§ TASK DIRECTIONS
Below are records to be output exactly, every one of them.

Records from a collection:
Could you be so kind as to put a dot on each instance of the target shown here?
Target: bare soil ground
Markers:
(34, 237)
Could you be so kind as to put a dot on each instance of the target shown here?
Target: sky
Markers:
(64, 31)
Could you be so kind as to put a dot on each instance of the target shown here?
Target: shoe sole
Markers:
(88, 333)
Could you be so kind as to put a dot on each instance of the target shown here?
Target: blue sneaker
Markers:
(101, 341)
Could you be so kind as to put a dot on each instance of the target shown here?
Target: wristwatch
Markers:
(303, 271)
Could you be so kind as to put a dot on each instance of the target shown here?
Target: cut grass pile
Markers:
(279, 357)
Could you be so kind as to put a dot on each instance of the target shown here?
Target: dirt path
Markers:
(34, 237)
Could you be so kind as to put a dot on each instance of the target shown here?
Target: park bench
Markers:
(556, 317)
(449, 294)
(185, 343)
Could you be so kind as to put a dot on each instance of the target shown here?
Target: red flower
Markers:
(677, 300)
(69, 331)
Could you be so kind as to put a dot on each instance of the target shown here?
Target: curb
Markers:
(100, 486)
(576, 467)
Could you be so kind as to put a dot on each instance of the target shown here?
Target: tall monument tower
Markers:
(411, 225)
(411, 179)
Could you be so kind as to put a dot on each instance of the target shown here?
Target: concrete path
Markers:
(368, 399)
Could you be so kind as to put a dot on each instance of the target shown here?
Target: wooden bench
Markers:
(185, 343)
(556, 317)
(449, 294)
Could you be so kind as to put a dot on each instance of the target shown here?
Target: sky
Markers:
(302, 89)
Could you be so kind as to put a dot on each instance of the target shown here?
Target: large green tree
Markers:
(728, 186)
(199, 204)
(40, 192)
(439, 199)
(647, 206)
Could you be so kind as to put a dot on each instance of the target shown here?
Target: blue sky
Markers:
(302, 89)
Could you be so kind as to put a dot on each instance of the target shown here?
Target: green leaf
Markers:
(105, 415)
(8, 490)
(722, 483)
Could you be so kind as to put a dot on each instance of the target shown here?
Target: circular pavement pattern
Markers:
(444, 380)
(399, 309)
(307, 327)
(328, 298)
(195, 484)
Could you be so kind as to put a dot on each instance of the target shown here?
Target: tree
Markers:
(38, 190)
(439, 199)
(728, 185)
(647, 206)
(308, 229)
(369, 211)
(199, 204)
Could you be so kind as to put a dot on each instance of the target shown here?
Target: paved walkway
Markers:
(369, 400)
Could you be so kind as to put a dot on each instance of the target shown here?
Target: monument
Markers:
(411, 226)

§ EXERCISE RESPONSE
Could you be so kind as to put a dot on each instance of the target shown here?
Target: bare soil ground
Markers:
(34, 237)
Could you be so kind as to put a dot on each instance of the target shown here?
Target: sky
Markers:
(64, 31)
Could you be so kind as to put a dot on each instance of the target shown here?
Target: shoe sole
Markers:
(88, 333)
Could you be so kind as to put a dot on each instance of the target shown here?
Target: blue sneaker
Markers:
(101, 341)
Could you be so kind as to put a dot on each instance of the target shown here?
Target: wristwatch
Markers:
(303, 271)
Could you be so kind as to put a dot on each instance of the target shown here?
Target: cut grass pile
Markers:
(279, 357)
Could you be so kind as to put a dot on each instance of the target shown here?
Target: dirt path
Markers:
(34, 237)
Could you be so kind as to put a dot on each instance of the target shown here?
Target: park bench
Markers:
(556, 317)
(449, 294)
(185, 343)
Could you be so kind as to put a dot on each instance of the target shown here?
Target: red flower
Markers:
(677, 300)
(69, 331)
Could you be so kind as to put a dot on each instance of the target shown here?
Target: curb
Markers:
(100, 486)
(576, 467)
Could you be so kind as to put a dot on each instance of the target shown here?
Target: tall monument tower
Markers:
(411, 225)
(411, 179)
Could you be so kind as to put a dot on each instance of the target shown here?
Target: concrete path
Markers:
(368, 399)
Could you be so kind as to put a dot on each instance of the target shown here?
Target: wooden bench
Markers:
(185, 343)
(556, 317)
(449, 294)
Could you be so kind as to put a dot on each instance of the target shown here?
Target: sky
Markers:
(302, 89)
Could you be so kind as to put a dot on each instance of the target shown here?
Target: large green tree
Markers:
(728, 186)
(199, 204)
(40, 192)
(439, 199)
(647, 206)
Could you be so kind as to put a dot on each instance of the target shown here?
Target: blue sky
Markers:
(302, 89)
Could you be so kind as to put a dot on each instance of the target shown here?
Target: green leaf
Markers:
(105, 415)
(8, 490)
(722, 483)
Could you be so kind as to put a dot on each instance of the target shown here?
Target: circular pavement pattern
Markers:
(444, 380)
(399, 309)
(307, 327)
(328, 298)
(195, 484)
Could you be so kind as to put a dot on each instance of the target shown here?
Target: tree
Markers:
(38, 190)
(439, 199)
(728, 185)
(647, 206)
(308, 229)
(369, 211)
(199, 204)
Could you be so kind as to put a dot on each instance of the target shown here?
Target: paved walkway
Markers:
(369, 400)
Could you be so kind as to put a dot on each instance of the target shown here?
Target: monument
Markers:
(411, 226)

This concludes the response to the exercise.